Ketentuan Tugas
(a) Terjemahkan kalimat dari teks perpajakan ini ke dalam bahasa Inggris: "Jumlah yang melebihi kewajaran yang dibayarkan kepada pemegang saham atau kepada pihak yang mempunyai hubungan istimewa sebagai imbalan sehubungan dengan pekerjaan yang dilakukan."
(b) Lanjutkan teks perpajakan tersebut mulai dari titik terakhirnya.

Kutipan Teks

────────────────

5) Cadangan biaya penanaman kembali untuk usaha kehutanan.
6) Cadangan
biaya penutupan dan pemeliharaan tempat pembuangan limbah industri untuk usaha
pengolahan limbah industry.
d.
Premi asuransi kesehatan, asuransi
kecelakaan, asuransi jiwa, asuransi dwiguna, dan asuransi bea siswa, yang
dibayar oleh Wajib Pajak orang pribadi, kecuali jika dibayar oleh pemberi kerja
dan premi tersebut dihitung sebagai penghasilan bagi Wajib Pajak yang
bersangkutan.
e.
Penggantian atau imbalan sehubungan
dengan pekerjaan atau jasa yang diberikan dalam bentuk natura dan kenikmatan,
kecuali penyediaan makanan dan minuman bagi seluruh pegawai serta penggantian
atau imbalan dalam bentuk natura dan kenikmatan di daerah tertentu dan yang
berkaitan dengan pelaksanaan pekerjaan yang diatur dengan atau berdasarkan
Peraturan Menteri Keuangan.
f.
Jumlah yang melebihi kewajaran yang
dibayarkan kepada pemegang saham atau kepada pihak yang mempunyai hubungan
istimewa sebagai imbalan sehubungan dengan pekerjaan yang dilakukan.
g.

────────────────

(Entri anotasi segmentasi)
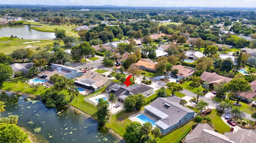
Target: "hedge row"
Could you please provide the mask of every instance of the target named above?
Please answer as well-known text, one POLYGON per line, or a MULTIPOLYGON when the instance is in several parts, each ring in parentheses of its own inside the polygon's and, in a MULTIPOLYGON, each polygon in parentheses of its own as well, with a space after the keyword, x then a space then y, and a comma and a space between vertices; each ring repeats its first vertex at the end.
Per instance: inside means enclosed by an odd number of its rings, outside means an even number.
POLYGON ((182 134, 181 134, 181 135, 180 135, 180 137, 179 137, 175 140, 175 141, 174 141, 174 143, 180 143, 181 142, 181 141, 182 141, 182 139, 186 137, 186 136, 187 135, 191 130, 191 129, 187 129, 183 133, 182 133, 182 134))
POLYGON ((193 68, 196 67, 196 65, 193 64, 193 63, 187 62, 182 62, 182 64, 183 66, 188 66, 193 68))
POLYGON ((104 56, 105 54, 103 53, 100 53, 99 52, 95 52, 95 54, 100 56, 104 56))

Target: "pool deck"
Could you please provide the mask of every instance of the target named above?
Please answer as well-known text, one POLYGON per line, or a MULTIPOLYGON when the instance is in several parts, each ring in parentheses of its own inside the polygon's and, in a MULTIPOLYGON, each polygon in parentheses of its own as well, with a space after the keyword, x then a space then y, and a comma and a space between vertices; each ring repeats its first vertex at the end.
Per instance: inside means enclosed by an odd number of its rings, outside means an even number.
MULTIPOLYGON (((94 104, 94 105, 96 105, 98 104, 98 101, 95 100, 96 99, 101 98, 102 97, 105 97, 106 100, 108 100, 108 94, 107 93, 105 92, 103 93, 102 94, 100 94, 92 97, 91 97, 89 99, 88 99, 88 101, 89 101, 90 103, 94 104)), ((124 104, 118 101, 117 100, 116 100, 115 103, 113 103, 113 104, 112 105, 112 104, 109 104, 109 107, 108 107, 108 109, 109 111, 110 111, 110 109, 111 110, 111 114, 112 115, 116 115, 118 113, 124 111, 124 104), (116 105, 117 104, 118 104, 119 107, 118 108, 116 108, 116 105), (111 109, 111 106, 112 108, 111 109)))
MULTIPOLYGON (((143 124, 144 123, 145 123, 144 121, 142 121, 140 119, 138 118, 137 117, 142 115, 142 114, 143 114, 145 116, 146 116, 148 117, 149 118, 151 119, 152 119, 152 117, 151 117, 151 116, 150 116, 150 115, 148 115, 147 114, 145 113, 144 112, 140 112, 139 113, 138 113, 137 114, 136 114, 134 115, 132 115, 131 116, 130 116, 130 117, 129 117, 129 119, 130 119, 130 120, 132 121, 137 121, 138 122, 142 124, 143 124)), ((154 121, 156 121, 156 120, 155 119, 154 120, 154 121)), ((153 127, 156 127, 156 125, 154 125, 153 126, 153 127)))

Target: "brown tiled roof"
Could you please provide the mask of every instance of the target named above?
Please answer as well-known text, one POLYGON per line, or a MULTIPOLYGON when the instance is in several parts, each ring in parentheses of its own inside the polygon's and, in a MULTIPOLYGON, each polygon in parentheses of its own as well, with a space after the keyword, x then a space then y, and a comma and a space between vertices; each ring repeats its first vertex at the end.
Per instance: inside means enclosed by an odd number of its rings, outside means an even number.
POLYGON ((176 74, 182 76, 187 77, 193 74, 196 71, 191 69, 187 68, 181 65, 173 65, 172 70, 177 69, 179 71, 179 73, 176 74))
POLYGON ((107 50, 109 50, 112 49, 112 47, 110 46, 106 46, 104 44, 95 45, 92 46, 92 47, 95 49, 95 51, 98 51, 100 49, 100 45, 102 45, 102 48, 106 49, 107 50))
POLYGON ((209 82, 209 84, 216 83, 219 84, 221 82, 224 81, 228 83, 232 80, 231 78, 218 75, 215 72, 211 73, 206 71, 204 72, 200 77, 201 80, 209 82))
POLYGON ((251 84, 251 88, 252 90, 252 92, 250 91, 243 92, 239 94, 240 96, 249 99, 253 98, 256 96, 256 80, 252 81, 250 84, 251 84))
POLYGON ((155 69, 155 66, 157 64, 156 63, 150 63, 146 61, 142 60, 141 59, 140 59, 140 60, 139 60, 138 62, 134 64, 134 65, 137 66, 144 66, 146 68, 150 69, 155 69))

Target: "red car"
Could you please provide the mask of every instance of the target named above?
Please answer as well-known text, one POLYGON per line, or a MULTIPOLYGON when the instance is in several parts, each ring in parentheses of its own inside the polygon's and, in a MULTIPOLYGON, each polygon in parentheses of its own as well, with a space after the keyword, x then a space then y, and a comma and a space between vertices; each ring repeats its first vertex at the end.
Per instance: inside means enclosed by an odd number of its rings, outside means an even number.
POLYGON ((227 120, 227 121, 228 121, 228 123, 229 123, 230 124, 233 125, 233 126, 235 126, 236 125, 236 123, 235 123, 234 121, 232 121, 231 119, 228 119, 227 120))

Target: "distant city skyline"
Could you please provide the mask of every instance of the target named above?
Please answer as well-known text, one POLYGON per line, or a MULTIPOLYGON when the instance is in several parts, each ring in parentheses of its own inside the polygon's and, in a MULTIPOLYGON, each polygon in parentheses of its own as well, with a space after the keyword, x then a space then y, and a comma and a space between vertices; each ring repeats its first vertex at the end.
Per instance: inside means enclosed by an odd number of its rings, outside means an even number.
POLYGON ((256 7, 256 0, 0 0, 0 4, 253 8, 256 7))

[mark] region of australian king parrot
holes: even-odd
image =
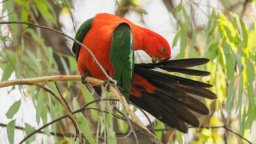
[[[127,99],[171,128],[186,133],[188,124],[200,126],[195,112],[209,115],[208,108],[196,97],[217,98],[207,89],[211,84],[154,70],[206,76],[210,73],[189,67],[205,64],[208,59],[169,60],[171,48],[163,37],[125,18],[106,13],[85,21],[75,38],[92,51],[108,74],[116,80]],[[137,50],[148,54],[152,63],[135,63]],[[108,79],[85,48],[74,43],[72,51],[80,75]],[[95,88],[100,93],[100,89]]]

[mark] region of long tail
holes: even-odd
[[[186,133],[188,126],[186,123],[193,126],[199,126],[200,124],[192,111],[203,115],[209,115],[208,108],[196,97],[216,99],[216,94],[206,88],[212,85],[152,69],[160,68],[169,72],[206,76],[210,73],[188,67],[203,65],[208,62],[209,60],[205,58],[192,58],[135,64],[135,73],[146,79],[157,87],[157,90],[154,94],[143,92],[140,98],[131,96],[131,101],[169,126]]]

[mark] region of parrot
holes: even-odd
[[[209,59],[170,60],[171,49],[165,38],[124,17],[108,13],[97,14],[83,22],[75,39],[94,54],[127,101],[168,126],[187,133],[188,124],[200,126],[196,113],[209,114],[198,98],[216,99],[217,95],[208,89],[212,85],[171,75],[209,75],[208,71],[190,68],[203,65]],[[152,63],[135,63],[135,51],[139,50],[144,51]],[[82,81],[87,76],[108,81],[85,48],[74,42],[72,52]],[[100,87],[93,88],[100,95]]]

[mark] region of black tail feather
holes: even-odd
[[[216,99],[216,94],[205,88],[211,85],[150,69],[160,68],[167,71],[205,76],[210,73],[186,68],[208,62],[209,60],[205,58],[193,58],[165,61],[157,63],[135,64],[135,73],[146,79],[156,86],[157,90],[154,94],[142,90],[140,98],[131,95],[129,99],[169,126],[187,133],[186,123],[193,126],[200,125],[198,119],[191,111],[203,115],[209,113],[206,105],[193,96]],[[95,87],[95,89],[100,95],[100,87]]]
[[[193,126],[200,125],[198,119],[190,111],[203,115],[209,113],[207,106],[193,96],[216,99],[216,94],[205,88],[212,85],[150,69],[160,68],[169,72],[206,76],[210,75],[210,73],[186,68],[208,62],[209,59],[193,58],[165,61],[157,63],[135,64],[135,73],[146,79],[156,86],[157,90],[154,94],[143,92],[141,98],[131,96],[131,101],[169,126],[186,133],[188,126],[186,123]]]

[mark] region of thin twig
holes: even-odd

────────────────

Hasil Latihan
(a) Amounts exceeding what is reasonable that are paid to shareholders or to parties with a special relationship as compensation in connection with work performed.

(b)
Harta yang dihibahkan, bantuan atau
sumbangan, dan warisan sebagaimana dimaksud dalam Pasal 4 ayat (3) huruf a dan
huruf b, kecuali sumbangan sebagaimana dimaksud dalam Pasal 6 ayat (1) huruf i
sampai dengan huruf m serta zakat yang diterima oleh badan amil zakat atau lembaga
amil zakat yang dibentuk atau disahkan oleh pemerintah atau sumbangan keagamaan
yang sifatnya wajib bagi pemeluk agama yang diakui di Indonesia, yang diterima
oleh lembaga keagamaan yang dibentuk atau disahkan oleh pemerintah, yang
ketentuannya diatur dengan atau berdasarkan Peraturan Pemerintah.
h.
Pajak Penghasilan.
i.
Biaya yang dibebankan atau
dikeluarkan untuk kepentingan pribadi Wajib Pajak atau orang yang menjadi
tanggungannya.
j.
Gaji yang dibayarkan kepada anggota
persekutuan, firma, atau perseroan komanditer yang modalnya tidak terbagi atas
saham.
k.
Sanksi administrasi berupa bunga,
denda, dan kenaikan serta sanksi pidana berupa denda yang berkenaan dengan
pelaksanaan perundang-undangan di bidang perpajakan
l.
Persediaan yang jumlahnya melebihi
jumlah berdasarkan metode penghitungan yang sudah ditetapkan dalam Pasal 10 UU No.36 Tahun 2008
tentang PPh.
m.
Penyusutan yang jumlahnya melebihi
jumlah berdasarkan metode penghitungan yang sudah ditetapkan dalam Pasal 10 UU No.36 Tahun 2008
tentang PPh.
n.
Biaya yang ditangguhkan
pengakuannya.
2. Koreksi Fiskal Negatif
Yaitu koreksi yang menyebabkan pengurangan penghasilan kena
pajak dan PPh terutang.
Jenis Koreksi Fiskal Negatif antara lain :
1) Penghasilan
yang telah dikenakan PPh Final antara lain :
a.
Penghasilan berupa bunga deposito
dan tabungan lainnya, bunga obligasi dan surat utang negara, dan bunga simpanan
yang dibayarkan oleh koperasi kepada anggota koperasi orang pribadi.
b.
Penghasilan berupa hadiah undian.
c.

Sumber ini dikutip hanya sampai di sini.